TASK DETAILS: With pictures excluded, retype exactly every line from the one containing "the smoke plume" to the end of the records below.

(Stored records)
-- Opening Marker --

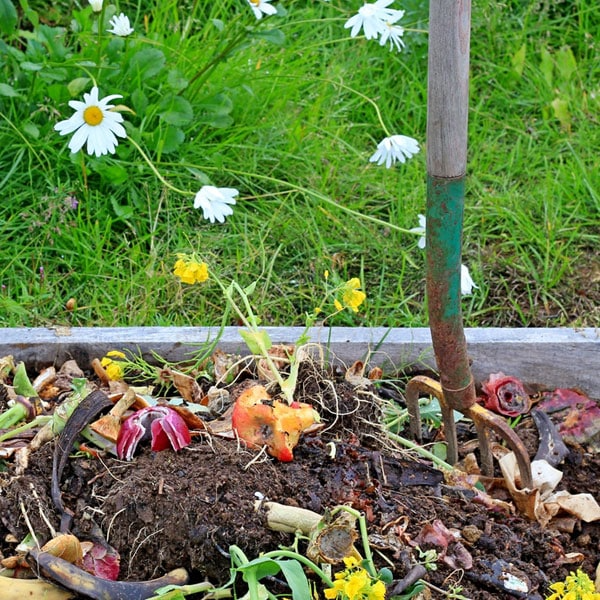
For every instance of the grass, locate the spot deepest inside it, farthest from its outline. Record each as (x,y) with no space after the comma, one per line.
(286,110)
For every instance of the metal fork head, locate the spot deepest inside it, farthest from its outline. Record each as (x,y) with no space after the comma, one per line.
(485,421)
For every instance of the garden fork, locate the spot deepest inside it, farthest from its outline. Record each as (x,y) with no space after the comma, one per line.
(485,421)
(447,118)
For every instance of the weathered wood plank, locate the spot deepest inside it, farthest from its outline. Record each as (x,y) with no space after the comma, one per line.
(553,357)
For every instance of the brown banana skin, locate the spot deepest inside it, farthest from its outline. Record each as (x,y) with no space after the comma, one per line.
(77,580)
(32,589)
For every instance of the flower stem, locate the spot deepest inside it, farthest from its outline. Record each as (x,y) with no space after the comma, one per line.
(155,170)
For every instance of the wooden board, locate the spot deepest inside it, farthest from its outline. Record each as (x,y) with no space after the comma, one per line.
(552,357)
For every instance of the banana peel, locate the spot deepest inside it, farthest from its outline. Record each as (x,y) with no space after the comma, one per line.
(20,589)
(81,583)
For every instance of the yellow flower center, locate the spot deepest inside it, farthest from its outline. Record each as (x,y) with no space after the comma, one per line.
(92,115)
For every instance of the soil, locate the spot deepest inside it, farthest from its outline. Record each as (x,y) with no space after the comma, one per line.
(165,510)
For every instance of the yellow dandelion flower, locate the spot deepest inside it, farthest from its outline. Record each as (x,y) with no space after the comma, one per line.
(377,591)
(190,270)
(113,368)
(576,586)
(352,297)
(356,585)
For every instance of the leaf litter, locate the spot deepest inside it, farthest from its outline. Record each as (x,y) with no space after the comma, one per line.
(161,511)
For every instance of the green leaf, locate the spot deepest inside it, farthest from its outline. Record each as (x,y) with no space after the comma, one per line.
(518,60)
(8,17)
(291,569)
(254,338)
(21,382)
(29,66)
(31,130)
(561,112)
(219,104)
(8,90)
(139,101)
(249,289)
(546,66)
(78,85)
(176,80)
(175,110)
(273,36)
(145,64)
(296,578)
(169,139)
(566,63)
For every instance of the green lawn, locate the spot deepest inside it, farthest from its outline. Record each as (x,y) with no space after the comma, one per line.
(288,110)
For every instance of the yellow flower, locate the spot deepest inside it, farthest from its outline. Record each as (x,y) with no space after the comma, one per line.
(352,297)
(354,583)
(378,591)
(190,270)
(113,368)
(576,586)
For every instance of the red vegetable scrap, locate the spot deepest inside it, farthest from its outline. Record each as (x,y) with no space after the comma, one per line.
(505,395)
(101,559)
(576,415)
(161,423)
(260,421)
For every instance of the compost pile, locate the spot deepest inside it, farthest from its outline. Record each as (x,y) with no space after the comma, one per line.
(163,510)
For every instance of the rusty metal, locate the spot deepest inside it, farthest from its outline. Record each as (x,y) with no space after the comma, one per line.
(485,421)
(447,116)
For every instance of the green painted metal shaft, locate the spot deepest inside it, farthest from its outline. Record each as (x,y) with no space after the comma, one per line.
(445,205)
(447,110)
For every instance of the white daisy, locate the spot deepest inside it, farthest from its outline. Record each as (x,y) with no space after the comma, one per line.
(466,283)
(260,7)
(394,34)
(215,202)
(94,123)
(372,18)
(393,148)
(421,229)
(121,25)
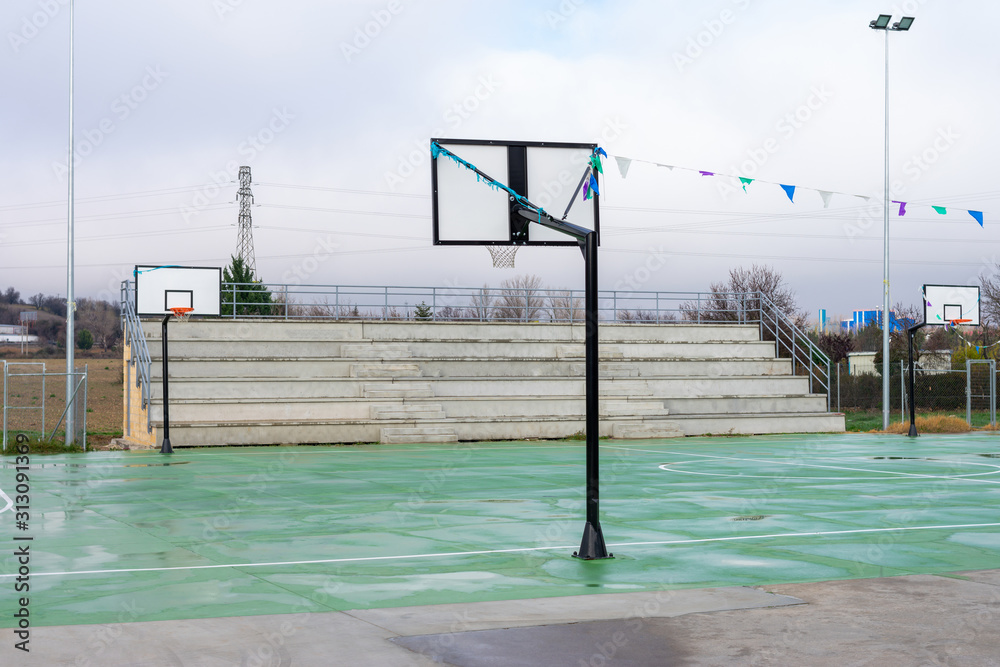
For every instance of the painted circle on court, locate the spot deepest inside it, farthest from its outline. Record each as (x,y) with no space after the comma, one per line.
(789,469)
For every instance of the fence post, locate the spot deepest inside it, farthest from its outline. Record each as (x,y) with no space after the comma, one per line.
(902,391)
(968,391)
(993,393)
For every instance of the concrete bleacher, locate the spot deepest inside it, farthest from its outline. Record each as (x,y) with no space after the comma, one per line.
(263,382)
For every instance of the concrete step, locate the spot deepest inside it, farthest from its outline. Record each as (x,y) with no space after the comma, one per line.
(385,370)
(715,405)
(375,351)
(632,408)
(417,411)
(348,409)
(322,432)
(399,436)
(209,390)
(300,368)
(464,349)
(604,351)
(397,390)
(645,431)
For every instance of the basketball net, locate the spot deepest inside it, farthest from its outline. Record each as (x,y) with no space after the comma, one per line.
(503,255)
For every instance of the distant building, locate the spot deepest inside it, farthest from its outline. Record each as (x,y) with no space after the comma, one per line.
(864,318)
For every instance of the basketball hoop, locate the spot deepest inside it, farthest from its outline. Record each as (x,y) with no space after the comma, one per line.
(503,255)
(181,312)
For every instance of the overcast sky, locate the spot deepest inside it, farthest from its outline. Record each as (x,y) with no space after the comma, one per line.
(332,104)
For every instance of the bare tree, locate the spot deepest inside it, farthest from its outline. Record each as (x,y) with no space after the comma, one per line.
(101,319)
(562,306)
(482,304)
(520,299)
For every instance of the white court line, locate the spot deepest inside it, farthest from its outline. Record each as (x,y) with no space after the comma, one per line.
(373,449)
(893,473)
(509,551)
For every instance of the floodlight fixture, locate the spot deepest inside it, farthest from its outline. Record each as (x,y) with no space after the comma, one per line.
(882,22)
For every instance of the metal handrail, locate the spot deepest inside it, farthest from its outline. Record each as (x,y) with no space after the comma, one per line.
(797,344)
(136,340)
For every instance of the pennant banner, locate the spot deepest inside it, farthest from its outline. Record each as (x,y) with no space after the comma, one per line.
(623,164)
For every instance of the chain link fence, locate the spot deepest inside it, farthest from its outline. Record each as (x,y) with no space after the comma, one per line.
(969,393)
(34,402)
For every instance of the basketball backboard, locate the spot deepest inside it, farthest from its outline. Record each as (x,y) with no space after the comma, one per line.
(160,288)
(468,211)
(946,303)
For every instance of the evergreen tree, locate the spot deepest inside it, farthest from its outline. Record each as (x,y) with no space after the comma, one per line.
(242,287)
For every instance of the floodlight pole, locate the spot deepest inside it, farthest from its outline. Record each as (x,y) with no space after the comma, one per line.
(70,297)
(885,258)
(882,23)
(165,448)
(913,397)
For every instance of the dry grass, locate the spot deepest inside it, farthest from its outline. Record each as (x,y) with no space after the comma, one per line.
(933,424)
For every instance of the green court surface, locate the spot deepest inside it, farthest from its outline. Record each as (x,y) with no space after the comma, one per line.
(245,531)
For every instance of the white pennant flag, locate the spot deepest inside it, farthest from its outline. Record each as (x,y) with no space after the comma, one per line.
(623,164)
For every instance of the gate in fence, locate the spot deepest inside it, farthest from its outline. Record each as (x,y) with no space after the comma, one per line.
(34,401)
(981,388)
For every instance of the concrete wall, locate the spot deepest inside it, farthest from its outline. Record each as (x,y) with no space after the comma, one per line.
(262,382)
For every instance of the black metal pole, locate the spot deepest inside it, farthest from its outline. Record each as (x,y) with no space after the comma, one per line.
(592,546)
(165,448)
(913,398)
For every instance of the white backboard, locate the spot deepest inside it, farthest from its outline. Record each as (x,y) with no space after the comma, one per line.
(159,288)
(946,303)
(467,211)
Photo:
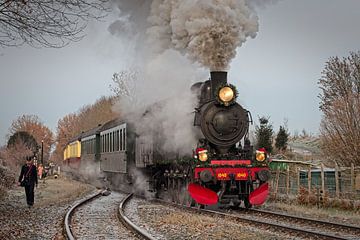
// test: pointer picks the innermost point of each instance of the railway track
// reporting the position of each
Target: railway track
(98, 217)
(331, 229)
(287, 224)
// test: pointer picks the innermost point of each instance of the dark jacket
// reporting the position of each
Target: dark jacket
(32, 175)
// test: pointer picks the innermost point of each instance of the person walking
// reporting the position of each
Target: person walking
(28, 179)
(40, 171)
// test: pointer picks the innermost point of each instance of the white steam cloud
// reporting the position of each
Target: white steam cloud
(177, 42)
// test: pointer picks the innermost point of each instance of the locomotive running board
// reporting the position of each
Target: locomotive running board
(259, 195)
(202, 195)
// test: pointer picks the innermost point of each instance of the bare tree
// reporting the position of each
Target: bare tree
(124, 84)
(33, 125)
(47, 23)
(340, 104)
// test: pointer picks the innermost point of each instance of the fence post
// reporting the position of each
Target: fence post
(287, 179)
(298, 179)
(337, 188)
(277, 182)
(309, 180)
(352, 178)
(322, 180)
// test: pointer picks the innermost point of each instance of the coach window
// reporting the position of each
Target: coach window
(106, 143)
(103, 143)
(124, 140)
(121, 140)
(110, 142)
(113, 145)
(117, 140)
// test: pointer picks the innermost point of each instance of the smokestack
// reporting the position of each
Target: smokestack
(217, 79)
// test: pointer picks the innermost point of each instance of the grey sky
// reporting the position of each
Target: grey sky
(276, 73)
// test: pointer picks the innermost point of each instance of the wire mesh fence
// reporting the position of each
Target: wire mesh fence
(315, 184)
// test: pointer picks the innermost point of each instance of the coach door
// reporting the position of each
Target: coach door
(113, 149)
(144, 151)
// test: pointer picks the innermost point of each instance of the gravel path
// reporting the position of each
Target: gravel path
(98, 219)
(165, 222)
(43, 221)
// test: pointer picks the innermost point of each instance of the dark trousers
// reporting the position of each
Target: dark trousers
(29, 190)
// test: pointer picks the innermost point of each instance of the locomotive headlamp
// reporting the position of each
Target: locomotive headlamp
(260, 155)
(226, 94)
(202, 153)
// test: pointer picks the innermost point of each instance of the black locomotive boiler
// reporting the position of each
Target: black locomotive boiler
(227, 170)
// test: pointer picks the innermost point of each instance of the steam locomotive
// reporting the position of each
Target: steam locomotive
(223, 169)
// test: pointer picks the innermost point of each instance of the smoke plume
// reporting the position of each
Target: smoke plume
(207, 31)
(177, 42)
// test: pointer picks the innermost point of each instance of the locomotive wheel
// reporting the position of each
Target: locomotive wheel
(247, 203)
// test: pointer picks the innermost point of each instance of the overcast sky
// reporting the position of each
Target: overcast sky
(276, 73)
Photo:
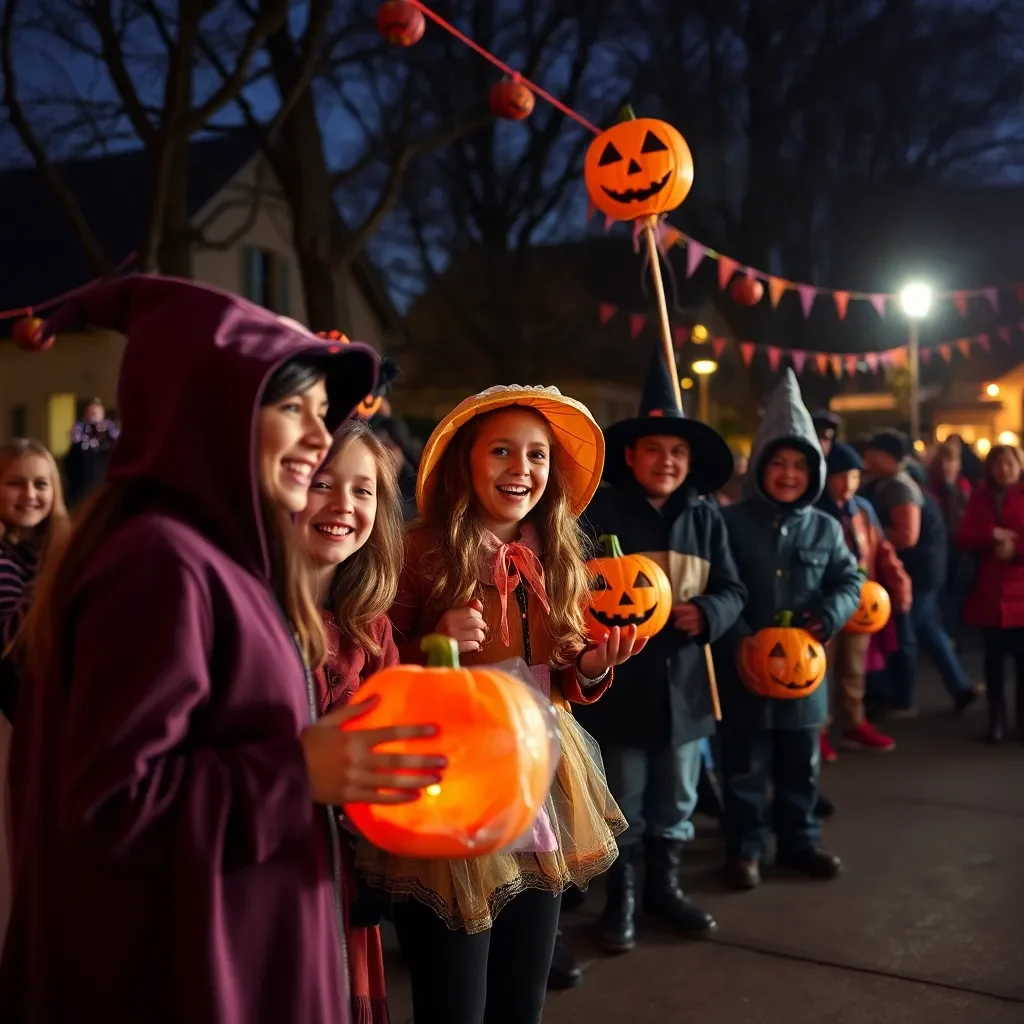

-- Closing Marker --

RESPONSE AREA:
// test: pointer picks the innermost point of each instance of the smoke plume
// reporting the position of each
Target: smoke plume
(207, 31)
(177, 42)
// test: pointer picks the innermost point of each instance of the locomotive wheel
// reporting the position of each
Target: locomotive wheel
(247, 203)
// test: pointer picks the innermost point of each instance of the overcast sky
// reporting the position of each
Target: overcast sky
(276, 73)
Photo:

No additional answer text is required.